• Exercise: Where does the word "lichen" show up in the records? Copy every line that has it.

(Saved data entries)
● ● ●

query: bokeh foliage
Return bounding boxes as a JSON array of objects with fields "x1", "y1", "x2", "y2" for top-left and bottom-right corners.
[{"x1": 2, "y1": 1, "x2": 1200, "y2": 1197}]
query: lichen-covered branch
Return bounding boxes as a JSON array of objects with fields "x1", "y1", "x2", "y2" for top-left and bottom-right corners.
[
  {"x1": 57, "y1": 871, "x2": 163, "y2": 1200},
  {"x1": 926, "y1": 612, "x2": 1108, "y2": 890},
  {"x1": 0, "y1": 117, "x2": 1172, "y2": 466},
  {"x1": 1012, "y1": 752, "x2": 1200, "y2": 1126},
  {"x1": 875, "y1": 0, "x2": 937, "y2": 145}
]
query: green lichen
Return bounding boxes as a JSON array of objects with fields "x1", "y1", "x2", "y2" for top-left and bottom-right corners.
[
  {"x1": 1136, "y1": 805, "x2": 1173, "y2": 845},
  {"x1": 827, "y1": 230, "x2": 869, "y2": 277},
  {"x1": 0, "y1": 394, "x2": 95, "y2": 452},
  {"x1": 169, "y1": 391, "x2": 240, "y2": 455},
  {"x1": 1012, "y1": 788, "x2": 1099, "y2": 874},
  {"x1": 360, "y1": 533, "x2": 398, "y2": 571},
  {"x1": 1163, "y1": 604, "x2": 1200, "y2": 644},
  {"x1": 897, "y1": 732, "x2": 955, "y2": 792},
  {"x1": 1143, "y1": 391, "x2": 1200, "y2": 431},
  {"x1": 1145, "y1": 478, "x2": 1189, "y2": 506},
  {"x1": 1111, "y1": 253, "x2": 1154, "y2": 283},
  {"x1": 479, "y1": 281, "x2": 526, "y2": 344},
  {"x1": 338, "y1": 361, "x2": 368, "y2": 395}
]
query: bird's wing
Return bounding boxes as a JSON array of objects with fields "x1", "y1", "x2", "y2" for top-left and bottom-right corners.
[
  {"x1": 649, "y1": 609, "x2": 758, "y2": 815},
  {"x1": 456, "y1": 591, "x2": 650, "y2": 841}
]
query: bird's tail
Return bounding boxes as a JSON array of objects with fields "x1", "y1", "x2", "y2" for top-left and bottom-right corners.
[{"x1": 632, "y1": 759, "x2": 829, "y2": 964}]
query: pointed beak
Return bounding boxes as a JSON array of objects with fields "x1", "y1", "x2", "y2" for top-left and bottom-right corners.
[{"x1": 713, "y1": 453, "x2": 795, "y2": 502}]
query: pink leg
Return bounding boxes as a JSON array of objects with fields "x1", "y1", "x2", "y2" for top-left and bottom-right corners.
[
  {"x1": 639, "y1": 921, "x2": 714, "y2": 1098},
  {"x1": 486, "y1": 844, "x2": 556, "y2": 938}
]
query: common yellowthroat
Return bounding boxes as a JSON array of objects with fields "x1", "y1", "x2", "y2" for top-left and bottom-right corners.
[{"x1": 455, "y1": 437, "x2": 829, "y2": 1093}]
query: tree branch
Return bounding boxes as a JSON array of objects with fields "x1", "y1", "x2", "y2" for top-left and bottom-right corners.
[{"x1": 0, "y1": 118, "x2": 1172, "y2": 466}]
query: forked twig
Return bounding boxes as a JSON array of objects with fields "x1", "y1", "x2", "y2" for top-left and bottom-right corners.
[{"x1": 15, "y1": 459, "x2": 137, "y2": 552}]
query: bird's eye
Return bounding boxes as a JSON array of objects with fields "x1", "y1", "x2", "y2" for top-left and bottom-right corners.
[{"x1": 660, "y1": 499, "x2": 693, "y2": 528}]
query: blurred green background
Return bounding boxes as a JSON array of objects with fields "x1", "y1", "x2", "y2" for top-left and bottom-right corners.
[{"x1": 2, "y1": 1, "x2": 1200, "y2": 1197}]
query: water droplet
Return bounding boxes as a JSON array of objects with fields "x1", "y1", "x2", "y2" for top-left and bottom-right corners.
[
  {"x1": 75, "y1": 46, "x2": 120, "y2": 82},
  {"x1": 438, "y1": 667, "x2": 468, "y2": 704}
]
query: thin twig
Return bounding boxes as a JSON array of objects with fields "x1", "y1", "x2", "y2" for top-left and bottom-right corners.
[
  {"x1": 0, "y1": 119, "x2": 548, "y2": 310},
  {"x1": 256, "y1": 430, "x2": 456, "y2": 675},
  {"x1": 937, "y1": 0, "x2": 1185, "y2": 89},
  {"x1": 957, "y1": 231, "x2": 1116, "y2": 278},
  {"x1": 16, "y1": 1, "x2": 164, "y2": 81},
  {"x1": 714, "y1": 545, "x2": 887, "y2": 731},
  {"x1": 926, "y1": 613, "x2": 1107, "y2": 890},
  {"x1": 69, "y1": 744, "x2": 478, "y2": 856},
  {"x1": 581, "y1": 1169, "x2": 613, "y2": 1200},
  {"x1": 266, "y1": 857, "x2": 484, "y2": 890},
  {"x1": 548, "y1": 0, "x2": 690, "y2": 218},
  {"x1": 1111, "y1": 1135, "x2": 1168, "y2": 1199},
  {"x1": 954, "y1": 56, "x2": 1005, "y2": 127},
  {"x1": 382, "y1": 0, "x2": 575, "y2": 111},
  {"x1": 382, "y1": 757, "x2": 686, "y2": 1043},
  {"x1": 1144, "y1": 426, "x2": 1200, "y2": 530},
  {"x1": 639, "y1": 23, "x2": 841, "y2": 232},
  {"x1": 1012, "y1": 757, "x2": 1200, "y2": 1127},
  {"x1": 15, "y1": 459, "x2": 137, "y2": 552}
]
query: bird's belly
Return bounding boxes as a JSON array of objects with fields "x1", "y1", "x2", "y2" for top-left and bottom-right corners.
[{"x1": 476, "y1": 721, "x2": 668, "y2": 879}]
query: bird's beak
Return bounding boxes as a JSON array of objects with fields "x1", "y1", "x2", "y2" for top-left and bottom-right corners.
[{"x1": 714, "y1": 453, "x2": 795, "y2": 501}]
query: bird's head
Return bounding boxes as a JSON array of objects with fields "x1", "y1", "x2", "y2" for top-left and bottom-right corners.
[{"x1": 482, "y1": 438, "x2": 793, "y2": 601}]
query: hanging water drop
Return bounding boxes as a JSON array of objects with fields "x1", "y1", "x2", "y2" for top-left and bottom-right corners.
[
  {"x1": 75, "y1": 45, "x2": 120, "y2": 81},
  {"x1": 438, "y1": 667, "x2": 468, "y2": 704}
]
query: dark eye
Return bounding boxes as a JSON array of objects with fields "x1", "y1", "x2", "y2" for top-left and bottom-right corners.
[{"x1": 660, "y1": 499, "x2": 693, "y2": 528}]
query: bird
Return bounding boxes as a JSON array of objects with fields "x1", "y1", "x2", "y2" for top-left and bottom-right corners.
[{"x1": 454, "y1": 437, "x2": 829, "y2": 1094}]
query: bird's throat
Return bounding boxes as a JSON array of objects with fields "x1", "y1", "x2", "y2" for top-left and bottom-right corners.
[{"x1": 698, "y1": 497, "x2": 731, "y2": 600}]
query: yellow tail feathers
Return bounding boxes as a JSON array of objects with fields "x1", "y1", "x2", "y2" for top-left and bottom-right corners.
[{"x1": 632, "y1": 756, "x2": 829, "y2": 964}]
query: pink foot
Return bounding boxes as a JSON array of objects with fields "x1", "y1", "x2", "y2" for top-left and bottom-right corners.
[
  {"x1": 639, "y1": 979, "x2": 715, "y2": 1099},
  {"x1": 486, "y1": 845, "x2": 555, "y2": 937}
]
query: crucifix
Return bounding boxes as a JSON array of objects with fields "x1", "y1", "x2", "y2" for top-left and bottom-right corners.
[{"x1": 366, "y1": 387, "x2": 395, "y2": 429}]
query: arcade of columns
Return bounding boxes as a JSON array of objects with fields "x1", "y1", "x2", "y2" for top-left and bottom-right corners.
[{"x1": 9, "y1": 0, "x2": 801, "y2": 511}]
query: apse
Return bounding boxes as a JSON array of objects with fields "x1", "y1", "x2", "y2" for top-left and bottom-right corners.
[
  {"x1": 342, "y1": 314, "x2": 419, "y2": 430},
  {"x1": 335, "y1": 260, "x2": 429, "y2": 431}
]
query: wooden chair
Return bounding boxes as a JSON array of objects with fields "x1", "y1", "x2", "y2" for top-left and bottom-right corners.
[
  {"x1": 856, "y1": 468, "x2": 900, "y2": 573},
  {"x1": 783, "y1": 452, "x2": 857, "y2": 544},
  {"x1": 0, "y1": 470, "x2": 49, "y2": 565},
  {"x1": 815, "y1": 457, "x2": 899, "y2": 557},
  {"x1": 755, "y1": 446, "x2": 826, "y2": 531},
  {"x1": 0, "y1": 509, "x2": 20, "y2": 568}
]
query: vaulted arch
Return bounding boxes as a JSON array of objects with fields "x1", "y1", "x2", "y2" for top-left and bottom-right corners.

● ● ●

• Reply:
query: lichen-covered branch
query: green lichen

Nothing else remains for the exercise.